Can you give the data below as a JSON list of strings, one string for each line, with blank lines left out?

** start Supplied entries **

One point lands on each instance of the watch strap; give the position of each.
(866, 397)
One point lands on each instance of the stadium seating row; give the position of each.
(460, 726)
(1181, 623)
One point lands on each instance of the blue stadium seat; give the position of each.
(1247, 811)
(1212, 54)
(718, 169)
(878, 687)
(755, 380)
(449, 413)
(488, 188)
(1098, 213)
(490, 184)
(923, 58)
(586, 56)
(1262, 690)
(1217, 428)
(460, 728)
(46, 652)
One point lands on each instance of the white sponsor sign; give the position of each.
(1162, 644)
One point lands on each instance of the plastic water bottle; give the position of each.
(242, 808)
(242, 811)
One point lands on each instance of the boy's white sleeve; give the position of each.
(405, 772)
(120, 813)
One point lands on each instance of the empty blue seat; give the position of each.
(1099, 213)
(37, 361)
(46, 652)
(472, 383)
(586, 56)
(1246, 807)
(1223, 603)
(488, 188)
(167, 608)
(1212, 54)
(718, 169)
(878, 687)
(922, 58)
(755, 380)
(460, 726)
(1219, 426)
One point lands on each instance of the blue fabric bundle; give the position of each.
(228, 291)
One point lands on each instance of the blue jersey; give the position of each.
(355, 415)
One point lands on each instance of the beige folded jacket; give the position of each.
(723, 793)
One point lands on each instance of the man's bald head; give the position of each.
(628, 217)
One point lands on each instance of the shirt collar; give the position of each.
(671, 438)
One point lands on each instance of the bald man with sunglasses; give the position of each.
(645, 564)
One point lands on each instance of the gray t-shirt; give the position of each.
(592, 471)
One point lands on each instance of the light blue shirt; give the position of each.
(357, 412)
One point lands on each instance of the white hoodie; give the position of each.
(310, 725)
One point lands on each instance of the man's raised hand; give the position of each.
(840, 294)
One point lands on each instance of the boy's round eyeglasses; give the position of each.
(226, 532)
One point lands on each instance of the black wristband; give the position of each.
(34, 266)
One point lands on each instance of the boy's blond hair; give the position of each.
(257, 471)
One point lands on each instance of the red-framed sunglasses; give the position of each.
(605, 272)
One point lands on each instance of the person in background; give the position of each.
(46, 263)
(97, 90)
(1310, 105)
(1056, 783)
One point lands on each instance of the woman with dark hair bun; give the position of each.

** end Supplied entries **

= Written reply =
[
  "One point lands on each instance of the watch strap; give the position of each.",
  "(866, 397)",
  "One point lands on each instance of the stadium seating row; give the position of each.",
  "(460, 726)",
  "(1181, 623)",
  "One point lands on each instance of the blue stadium seat; give the position of each.",
  "(1247, 811)",
  "(1212, 54)",
  "(718, 169)",
  "(878, 687)",
  "(755, 380)",
  "(449, 413)",
  "(488, 188)",
  "(1098, 213)",
  "(490, 184)",
  "(923, 58)",
  "(586, 56)",
  "(1262, 690)",
  "(1217, 428)",
  "(460, 728)",
  "(46, 652)",
  "One point lands on each instance of the white sponsor sign; give the position of each.",
  "(1162, 644)",
  "One point lands on each instance of the plastic water bottle; give the position of each.",
  "(242, 808)",
  "(242, 811)",
  "One point lands on each instance of the boy's white sleeve; give the position of each.",
  "(405, 772)",
  "(120, 813)",
  "One point lands on each instance of the empty blue seat; give the position of each.",
  "(1099, 213)",
  "(37, 361)",
  "(46, 652)",
  "(472, 383)",
  "(586, 56)",
  "(1246, 807)",
  "(1223, 603)",
  "(488, 188)",
  "(167, 608)",
  "(1212, 54)",
  "(718, 169)",
  "(878, 687)",
  "(922, 58)",
  "(755, 380)",
  "(460, 726)",
  "(1219, 426)",
  "One point lands on each instance of the blue fabric bundle; give the position of each.",
  "(228, 291)",
  "One point lands on each instance of the blue jersey; give the position of each.",
  "(355, 415)",
  "One point lands on each instance of the beige folded jacket; give the position of each.",
  "(723, 793)",
  "One point lands on each instance of the man's bald head; give the position of each.",
  "(628, 217)",
  "One point lands on each instance of the shirt collar; give the position of each.",
  "(671, 438)",
  "One point lands on each instance of the bald man with sunglasses; give the position of each.",
  "(645, 564)",
  "One point lands on each instance of the gray t-shirt; give the position of each.",
  "(592, 471)",
  "One point lands on each instance of the light blue shirt; give the position of each.",
  "(357, 412)",
  "One point lands on each instance of the white hoodie; give the position of each.",
  "(310, 725)",
  "One point lands on each instance of the man's raised hand; give the position of each.",
  "(840, 294)",
  "One point lands on each instance of the boy's round eyeglasses; give the position of each.",
  "(226, 532)",
  "One point lands on each instance of the black wristband; give the position of each.",
  "(34, 266)",
  "One point lands on each instance of the boy's blond hair; give the position of each.",
  "(257, 471)",
  "One point lands on each instance of the red-framed sunglasses; give the position of each.",
  "(605, 272)",
  "One point lands on each instance of the person in background; give the position of each.",
  "(46, 263)",
  "(97, 90)",
  "(1310, 105)",
  "(1056, 783)",
  "One point lands on each instance of the woman with dark hair bun; give the position of each."
]